• [ВЫБРАННЫЙ ОТРЫВОК]
────────────────────────────────────────

Маятник качнулся
В ночь с 24 на 25 февраля в Нагорном Карабахе произошло новое обострение. Как и во время предыдущих инцидентов стороны конфликта дают разные версии и интерпретации событий.
Очередной всплеск насилия объясняется с помощью разных символических моментов. Среди них - конституционный референдум в НКР, назначение Мехрибан Алиевой на пост первого-вице-президента Азербайджана, годовщина трагедии в Ходжалы (армянская сторона в этом контексте предпочитает говорить о деблокировании Степанакерта).
Однако какие бы символы ни выдвигались в качестве обоснования нового обострения, и какие бы версии военного противостояния ни предлагались, крайне важно зафиксировать возможные политические последствия февральской военной тревоги. Можно ли рассматривать ее, как пролог к новой эскалации наподобие той, что случилась в прошлом году? Идет ли речь о шаге к «разморозке конфликта» и возобновлению военных действий?

────────────────────────────────────────

• [ИЗВЛЕЧЁННЫЕ ДАННЫЕ]
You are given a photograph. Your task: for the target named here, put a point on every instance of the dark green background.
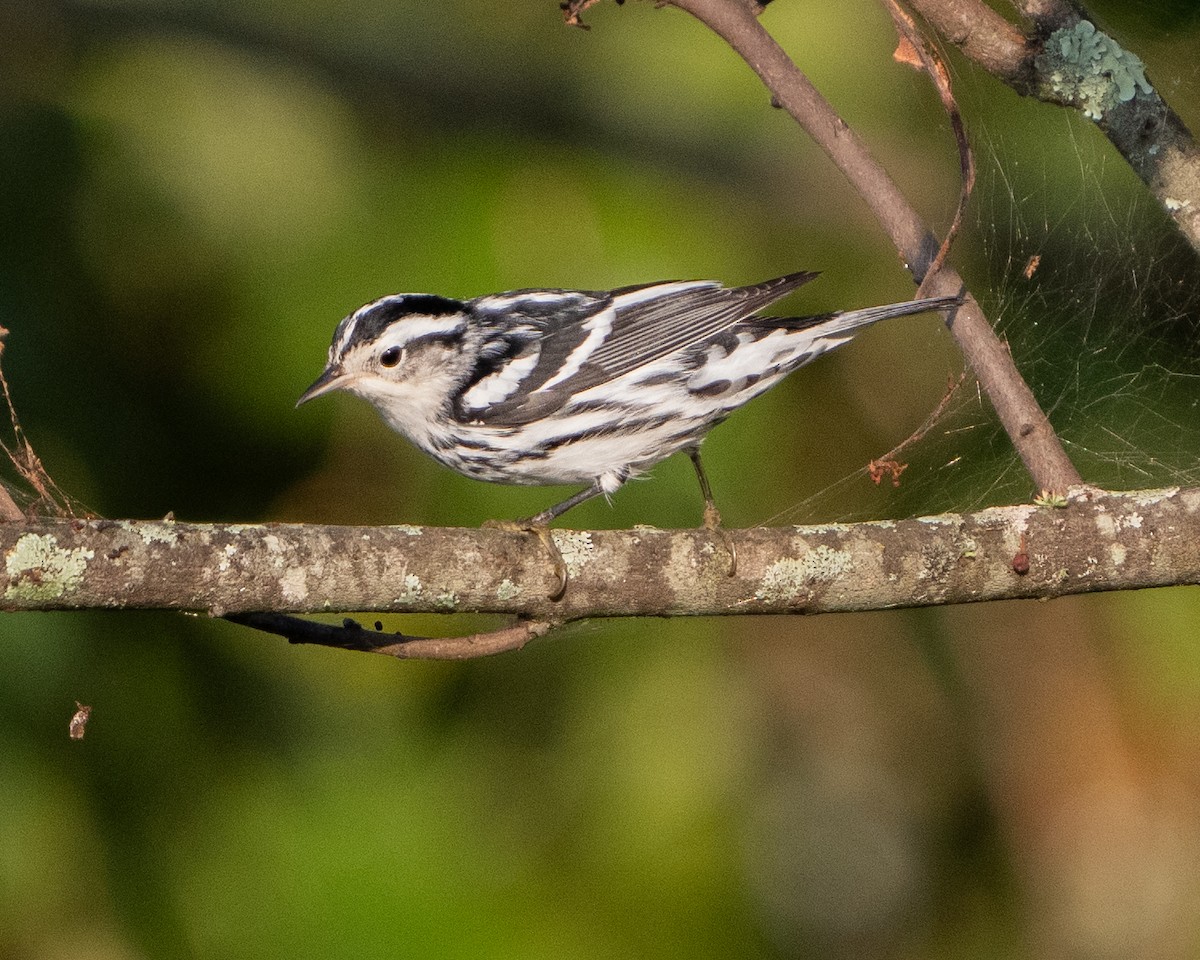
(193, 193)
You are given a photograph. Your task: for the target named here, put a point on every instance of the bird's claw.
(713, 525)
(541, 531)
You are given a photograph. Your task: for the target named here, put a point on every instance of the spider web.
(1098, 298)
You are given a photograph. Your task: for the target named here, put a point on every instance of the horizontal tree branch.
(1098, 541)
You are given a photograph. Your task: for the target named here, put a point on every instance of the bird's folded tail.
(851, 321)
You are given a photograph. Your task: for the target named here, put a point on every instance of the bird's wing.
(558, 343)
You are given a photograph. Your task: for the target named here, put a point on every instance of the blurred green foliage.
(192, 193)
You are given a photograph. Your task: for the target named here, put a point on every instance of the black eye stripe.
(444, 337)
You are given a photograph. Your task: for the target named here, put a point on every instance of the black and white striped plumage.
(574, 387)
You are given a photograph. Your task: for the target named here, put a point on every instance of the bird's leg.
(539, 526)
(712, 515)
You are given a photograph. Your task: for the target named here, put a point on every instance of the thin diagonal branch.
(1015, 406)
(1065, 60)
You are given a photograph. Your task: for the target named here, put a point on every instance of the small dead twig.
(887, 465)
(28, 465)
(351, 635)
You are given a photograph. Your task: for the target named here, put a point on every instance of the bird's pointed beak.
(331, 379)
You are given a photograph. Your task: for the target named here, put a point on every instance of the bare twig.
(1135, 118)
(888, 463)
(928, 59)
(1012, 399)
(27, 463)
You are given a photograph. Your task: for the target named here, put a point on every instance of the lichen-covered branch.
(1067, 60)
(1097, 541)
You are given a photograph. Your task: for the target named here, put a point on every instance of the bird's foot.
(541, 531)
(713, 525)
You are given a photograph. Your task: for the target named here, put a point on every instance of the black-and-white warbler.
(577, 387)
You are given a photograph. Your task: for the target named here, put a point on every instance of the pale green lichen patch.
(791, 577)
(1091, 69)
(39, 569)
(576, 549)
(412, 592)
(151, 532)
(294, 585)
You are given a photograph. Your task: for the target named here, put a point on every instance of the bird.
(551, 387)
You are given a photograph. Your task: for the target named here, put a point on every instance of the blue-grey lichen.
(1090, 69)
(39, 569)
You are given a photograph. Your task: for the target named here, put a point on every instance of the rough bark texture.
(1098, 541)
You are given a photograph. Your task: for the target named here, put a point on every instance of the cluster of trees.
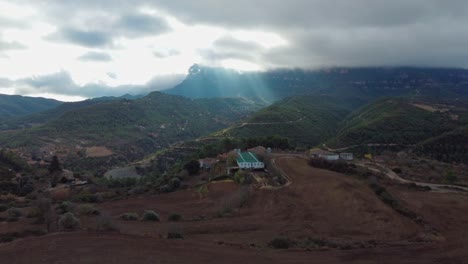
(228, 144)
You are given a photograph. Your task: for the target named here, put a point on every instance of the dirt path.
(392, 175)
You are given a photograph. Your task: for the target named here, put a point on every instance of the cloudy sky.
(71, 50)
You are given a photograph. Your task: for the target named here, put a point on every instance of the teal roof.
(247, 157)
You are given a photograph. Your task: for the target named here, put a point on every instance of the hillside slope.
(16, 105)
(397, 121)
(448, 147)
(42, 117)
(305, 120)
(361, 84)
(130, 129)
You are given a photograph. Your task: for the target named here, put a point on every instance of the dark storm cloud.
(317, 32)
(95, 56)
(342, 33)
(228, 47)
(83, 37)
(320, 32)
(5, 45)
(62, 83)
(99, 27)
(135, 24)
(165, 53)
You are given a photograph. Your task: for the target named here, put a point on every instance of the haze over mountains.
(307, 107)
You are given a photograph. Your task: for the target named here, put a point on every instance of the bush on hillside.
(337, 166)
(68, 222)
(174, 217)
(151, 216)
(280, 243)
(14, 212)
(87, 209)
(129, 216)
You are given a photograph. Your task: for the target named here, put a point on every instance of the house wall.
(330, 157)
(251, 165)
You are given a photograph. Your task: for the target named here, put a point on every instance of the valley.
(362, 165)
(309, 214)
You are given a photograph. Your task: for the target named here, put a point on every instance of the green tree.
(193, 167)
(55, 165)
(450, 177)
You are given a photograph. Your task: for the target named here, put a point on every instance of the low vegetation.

────────────────────────────────────────

• [ЧТО НУЖНО СДЕЛАТЬ]
1. Изложите суть отрывка об обострении в Нагорном Карабахе в двух предложениях.
2. Когда, согласно отрывку об обострении в Нагорном Карабахе, произошло новое обострение?
3. Напишите продолжение текста об обострении в Нагорном Карабахе после его последнего предложения.
Записи здесь никакой роли не играют.

• [ОТВЕТЫ ПО ЗАДАНИЯМ]
1. В ночь с 24 на 25 февраля в Нагорном Карабахе произошло новое обострение, которое стороны толкуют по-разному и объясняют символическими моментами: конституционным референдумом в НКР, назначением Мехрибан Алиевой первым вице-президентом Азербайджана и годовщиной трагедии в Ходжалы. Автор считает важным зафиксировать политические последствия февральской военной тревоги и спрашивает, не станет ли она прологом к новой эскалации, подобной прошлогодней, и шагом к «разморозке конфликта».

2. В ночь с 24 на 25 февраля.

3.
Сегодня, когда эксперты пытаются проанализировать ситуацию в Нагорном Карабахе, они, как правило, обращаются к прошлогодним апрельским событиям. В СМИ и интернет-пространстве они широко освещались под именем «четырехдневной войны» (по аналогии с событиями августа 2008 года в Южной Осетии и в Абхазии и кратковременной кампанией Израиля против арабских государств в июне 1967 года). Однако яркий и метафоричный образ апреля-2016 сделал многих его заложниками. Самое масштабное военное противостояние с момента вступления в силу Соглашения о бессрочном прекращении огня (это произошло 12 мая 1994 года) укрепило представление о конфликте, как некоем «замороженном противостоянии», нарушаемом время от времени инцидентами, в то время, как в действительности картина выглядит иначе. Это из апреля 2016 года «четырехдневная война» выглядела, как нечто уникальное.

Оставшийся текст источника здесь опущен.